The adjuvant group dichotomy was mirrored by the collective quantitative/qualitative features of the mature antibody response at peak, the persistence timepoint, and after the challenge (D60, D360, and D390, respectively). Indeed, relative to AS04/Alum, total Ig titers, most of the system serology features, the magnitudes of high-avidity antibodies (%FI1), and the avidity parameter W1 were all higher for AS01/AS03 (Figure 1D), which was reflected by the numbers of ‘high-avidity’ participants (Supplementary Figure 4). As seen for the peak titers by themselves (21, 29), several of these features were dampened from D60 to D360 and then, at D390, boosted by the non-adjuvanted challenge. This boost underscored the importance of the late revaccination for the induction of persistent functional humoral immunity. Thus, the AS01/AS03–AS04/Alum dichotomy was observed in the separate innate datasets of transcriptional and serum responses, as well as in the timed antibody features. The latter suggests that AS01 and AS03 consistently induce higher titers of functional antibodies after completion of the full two-dose vaccination schedule, regardless of the study timepoint.
....
TASK INSTRUCTIONS →
In the passage on adjuvant antibody responses, what boosted several antibody features at D390? Rely only on the text above.

(Data records)
....
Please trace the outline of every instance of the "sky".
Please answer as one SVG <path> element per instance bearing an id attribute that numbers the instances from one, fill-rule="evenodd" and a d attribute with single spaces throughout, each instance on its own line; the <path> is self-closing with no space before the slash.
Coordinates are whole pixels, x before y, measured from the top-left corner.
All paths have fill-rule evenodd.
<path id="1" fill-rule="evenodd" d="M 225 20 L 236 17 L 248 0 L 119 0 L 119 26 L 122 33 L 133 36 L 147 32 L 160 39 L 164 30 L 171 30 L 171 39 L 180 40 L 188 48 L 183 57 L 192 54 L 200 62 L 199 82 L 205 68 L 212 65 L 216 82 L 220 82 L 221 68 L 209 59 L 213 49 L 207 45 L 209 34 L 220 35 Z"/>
....
YOUR SOLUTION →
The non-adjuvanted challenge.